● ABOUT THIS TASK
Return the records below character for character.

● ENTRIES PROVIDED
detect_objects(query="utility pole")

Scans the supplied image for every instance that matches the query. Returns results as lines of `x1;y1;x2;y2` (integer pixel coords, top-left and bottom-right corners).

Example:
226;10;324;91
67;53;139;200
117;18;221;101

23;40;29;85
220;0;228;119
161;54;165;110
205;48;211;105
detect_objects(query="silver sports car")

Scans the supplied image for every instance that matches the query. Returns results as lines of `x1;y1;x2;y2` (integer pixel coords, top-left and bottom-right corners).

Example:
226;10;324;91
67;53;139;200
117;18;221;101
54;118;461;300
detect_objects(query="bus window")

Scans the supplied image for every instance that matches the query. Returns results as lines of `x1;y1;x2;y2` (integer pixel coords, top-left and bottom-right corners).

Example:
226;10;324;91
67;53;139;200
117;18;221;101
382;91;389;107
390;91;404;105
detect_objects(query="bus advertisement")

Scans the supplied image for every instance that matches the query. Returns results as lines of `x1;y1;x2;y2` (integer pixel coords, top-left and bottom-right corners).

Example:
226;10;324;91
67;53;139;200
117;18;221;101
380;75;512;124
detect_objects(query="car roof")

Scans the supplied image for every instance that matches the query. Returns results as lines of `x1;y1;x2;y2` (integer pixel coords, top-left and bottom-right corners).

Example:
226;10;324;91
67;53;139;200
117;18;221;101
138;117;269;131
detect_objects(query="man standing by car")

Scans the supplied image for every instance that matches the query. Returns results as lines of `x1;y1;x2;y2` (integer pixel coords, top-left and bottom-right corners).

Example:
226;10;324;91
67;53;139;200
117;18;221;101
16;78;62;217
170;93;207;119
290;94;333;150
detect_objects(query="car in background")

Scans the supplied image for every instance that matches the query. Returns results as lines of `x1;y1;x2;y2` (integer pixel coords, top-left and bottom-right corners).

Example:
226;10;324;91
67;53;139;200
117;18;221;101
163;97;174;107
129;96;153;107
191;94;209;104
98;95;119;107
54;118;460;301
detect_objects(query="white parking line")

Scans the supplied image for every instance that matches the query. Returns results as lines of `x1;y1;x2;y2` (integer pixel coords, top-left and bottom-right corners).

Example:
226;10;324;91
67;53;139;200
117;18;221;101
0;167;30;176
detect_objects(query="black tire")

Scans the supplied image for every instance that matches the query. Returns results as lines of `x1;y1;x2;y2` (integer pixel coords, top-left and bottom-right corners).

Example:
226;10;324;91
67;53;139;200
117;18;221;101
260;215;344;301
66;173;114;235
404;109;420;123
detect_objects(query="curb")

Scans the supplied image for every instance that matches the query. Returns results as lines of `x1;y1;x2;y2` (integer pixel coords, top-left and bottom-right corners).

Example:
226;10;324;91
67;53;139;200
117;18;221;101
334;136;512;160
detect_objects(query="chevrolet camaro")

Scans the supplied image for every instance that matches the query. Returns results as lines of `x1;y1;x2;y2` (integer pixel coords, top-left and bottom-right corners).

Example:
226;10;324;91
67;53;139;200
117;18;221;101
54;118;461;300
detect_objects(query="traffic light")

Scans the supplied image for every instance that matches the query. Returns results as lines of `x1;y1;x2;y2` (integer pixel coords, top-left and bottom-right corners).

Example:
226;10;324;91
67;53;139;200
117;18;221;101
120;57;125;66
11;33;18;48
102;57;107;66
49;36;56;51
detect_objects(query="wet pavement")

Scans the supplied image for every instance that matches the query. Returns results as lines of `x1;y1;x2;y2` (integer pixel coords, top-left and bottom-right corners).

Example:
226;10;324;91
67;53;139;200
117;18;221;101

● RESULT FOR THIS EXERCISE
detect_objects(query="utility pole")

Scans the supplied image for every instance that matches the query. Returns results as lines of `x1;y1;x2;y2` (integer pixel coords, top-left and bottom-right corners).

Example:
226;10;324;91
67;53;139;200
117;18;221;101

23;40;29;85
220;0;228;119
161;54;165;110
205;48;211;105
detect_objects(query="silver sports car")

Scans the supplied image for every instance that matches the query. Returns results as lines of `x1;y1;x2;y2` (integer pixel coords, top-left and bottom-right corners).

Example:
226;10;324;91
67;53;139;200
117;18;221;101
54;118;461;300
detect_objects(query="bus window")

Scans the supplied image for every instance that matches the query. Returns results as lines of `x1;y1;x2;y2` (integer pixel coords, top-left and bottom-right corners).

Example:
226;10;324;91
67;53;139;200
117;18;221;101
382;91;389;107
390;91;404;105
detect_objects(query="bus advertisement")

Scans the supplied image for every instance that matches the query. Returns results as lines of `x1;y1;x2;y2` (integer pixel coords, top-left and bottom-right corners).

Example:
226;10;324;91
67;53;139;200
117;18;221;101
380;75;512;124
detect_objects(query="car roof")

Scans the supplied image for every instance that matches the query. Returns results as lines of `x1;y1;x2;y2` (integer pixel coords, top-left and bottom-right corners).

Example:
226;10;324;91
67;53;139;200
117;18;221;101
138;117;269;131
detect_objects(query="man standing by car")

Scans the supplied image for every instance that matches the query. Returns results as lines of `x1;y1;x2;y2` (integer pixel coords, top-left and bottom-right corners).

Example:
226;10;324;91
67;53;139;200
117;18;221;101
16;78;62;217
170;93;207;119
290;94;333;150
detect_objects(query="car in background")

Scans the supplied image for every instance that matches the query. Returns results as lines of `x1;y1;x2;y2` (integer pixel coords, top-left and bottom-right corners).

Example:
226;10;324;91
67;53;139;200
117;18;221;101
163;97;174;107
129;96;153;107
191;94;209;104
98;95;119;107
54;118;460;301
detect_objects(query="white parking line")

Scans the supplied image for every instance that matches the query. Returns results as lines of `x1;y1;x2;y2` (integer pixel coords, top-left and bottom-right corners).

Example:
226;10;324;91
67;53;139;200
117;18;221;101
0;167;30;176
detect_objects(query="black tire")

Scans the supplied image for every instance that matches the query. Returns results as lines of `x1;y1;x2;y2` (integer pixel coords, top-left and bottom-right corners).

Example:
226;10;324;91
67;53;139;200
117;18;221;101
260;215;344;301
66;173;114;235
404;109;420;123
detect_objects(query="curb")

Scans the supplied image for every instance that matches the query. Returns results as lines of `x1;y1;x2;y2` (integer pixel coords, top-left and bottom-right corners).

Example:
226;10;324;91
67;53;139;200
117;18;221;101
334;136;512;160
detect_objects(query="chevrolet camaro")

Scans the supplied image for every instance that matches the query. Returns results as lines of `x1;y1;x2;y2` (integer pixel coords, top-left and bottom-right corners).

Example:
226;10;324;91
67;53;139;200
117;18;221;101
54;118;461;300
detect_objects(query="traffic light")

Scans the supplied image for every instance that matches the query. Returns results as lines of `x1;y1;x2;y2` (integer pixel coords, top-left and bottom-right corners).

Example:
226;10;324;91
67;53;139;200
117;18;221;101
120;57;125;66
11;33;18;48
102;57;107;66
49;36;56;51
detect_objects(query="wet pavement")

Scans the supplied image for every instance that matches the query. Returns results as lines of `x1;y1;x2;y2` (integer pixel coords, top-left and bottom-right corners).

Example:
226;10;324;91
67;53;139;200
117;18;221;101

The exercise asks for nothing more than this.